Exercise directions - Transcribe these records exactly, dropping every picture.

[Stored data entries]
--- START ---

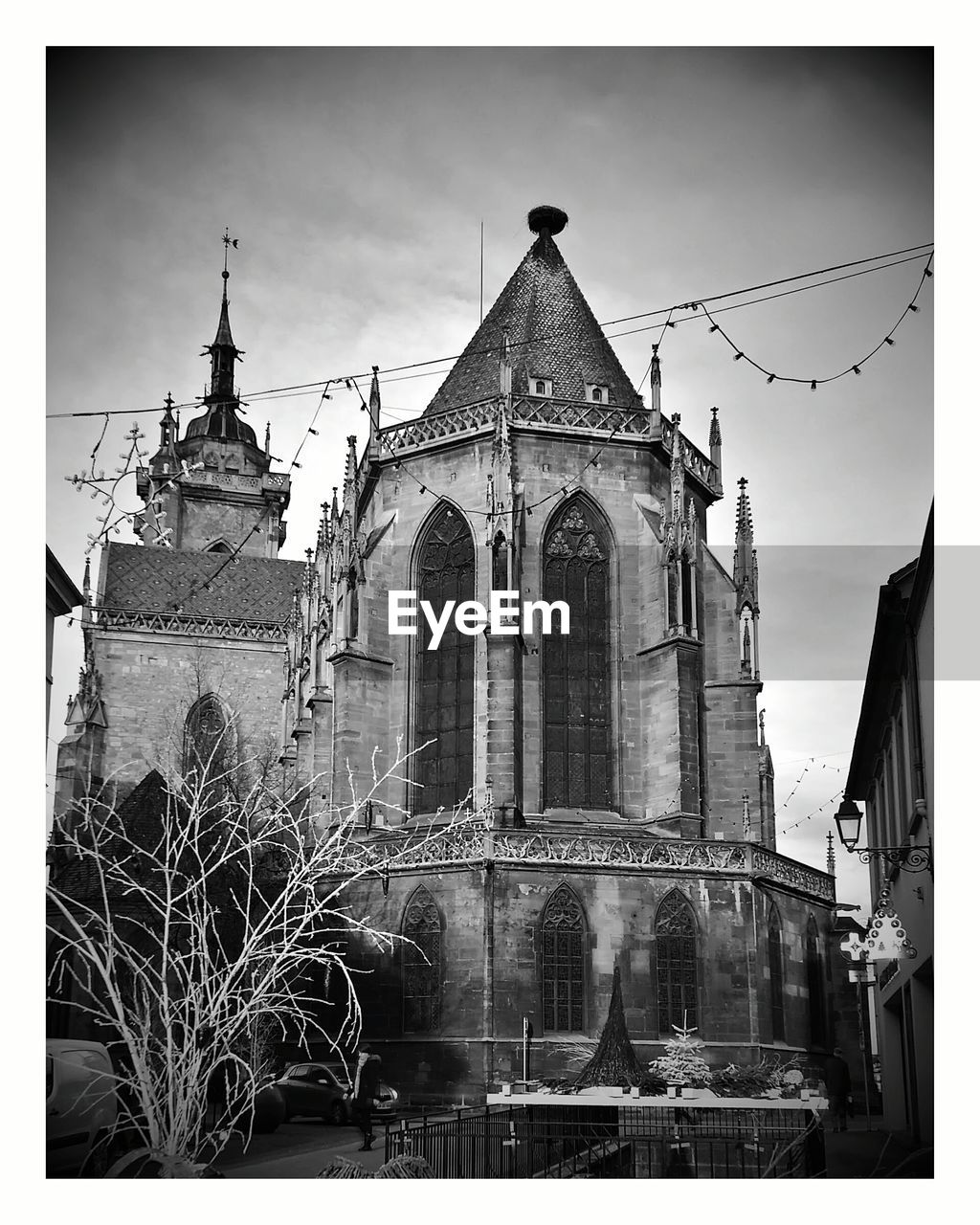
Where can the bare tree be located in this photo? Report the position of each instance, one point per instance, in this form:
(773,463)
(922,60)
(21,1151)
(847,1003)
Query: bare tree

--- END ---

Finished exercise -
Where can the bare tree be located in this photo? Report the position of each instance, one point per instance, in this form:
(773,463)
(922,60)
(21,1151)
(847,1003)
Query: bare tree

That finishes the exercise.